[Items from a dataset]
--------------------
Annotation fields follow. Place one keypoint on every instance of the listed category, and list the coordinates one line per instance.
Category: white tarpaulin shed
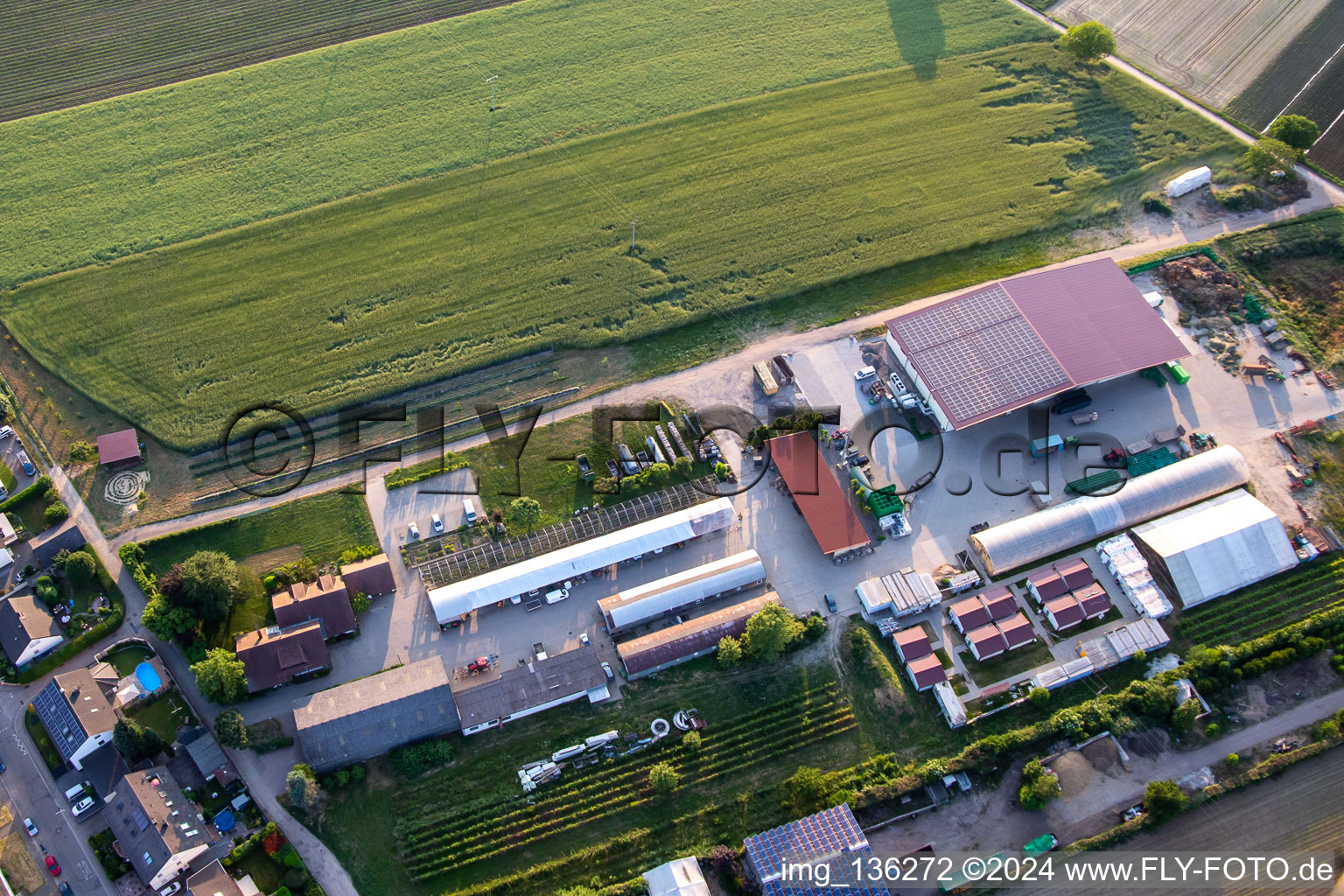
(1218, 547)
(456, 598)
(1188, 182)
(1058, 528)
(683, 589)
--------------------
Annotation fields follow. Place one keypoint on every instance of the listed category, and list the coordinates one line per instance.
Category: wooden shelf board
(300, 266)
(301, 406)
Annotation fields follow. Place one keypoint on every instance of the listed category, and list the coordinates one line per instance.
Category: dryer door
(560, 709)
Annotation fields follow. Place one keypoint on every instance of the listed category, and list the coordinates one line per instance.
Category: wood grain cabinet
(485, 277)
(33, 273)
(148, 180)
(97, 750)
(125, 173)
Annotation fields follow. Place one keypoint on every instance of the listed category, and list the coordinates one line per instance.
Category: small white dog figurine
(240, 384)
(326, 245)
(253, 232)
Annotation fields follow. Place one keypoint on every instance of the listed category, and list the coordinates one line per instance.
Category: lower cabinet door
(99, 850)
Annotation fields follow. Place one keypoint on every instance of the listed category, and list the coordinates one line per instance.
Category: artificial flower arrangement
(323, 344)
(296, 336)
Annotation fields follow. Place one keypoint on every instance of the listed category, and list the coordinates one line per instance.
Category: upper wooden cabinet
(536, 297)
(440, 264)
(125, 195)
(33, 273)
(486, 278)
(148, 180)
--------------------
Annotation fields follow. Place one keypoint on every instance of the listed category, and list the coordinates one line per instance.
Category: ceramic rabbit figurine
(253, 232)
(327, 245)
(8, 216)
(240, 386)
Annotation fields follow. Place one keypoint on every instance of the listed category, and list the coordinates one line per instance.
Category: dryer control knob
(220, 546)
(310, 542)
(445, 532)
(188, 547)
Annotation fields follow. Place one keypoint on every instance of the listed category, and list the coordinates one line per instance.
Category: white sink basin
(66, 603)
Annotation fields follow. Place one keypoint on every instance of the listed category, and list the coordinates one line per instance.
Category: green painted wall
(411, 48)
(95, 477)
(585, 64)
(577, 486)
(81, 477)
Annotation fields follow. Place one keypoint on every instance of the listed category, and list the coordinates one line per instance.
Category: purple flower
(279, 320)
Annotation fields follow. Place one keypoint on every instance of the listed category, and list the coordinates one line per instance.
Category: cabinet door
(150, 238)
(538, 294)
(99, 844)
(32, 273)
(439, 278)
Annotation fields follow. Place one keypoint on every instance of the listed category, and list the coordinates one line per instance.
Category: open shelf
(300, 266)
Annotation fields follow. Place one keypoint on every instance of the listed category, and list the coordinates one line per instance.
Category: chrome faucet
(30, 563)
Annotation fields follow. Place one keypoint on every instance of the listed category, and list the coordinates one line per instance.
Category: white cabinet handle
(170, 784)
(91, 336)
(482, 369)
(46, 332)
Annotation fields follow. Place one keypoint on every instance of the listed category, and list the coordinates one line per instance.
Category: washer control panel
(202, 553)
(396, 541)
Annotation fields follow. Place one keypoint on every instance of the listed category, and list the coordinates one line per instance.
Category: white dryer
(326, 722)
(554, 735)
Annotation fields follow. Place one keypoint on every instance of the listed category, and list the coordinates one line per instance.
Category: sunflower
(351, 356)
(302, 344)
--------------------
Short problem → Please report how many lines in the records contain the word "control", with case counting, and reply with only the number.

Output for this task → 2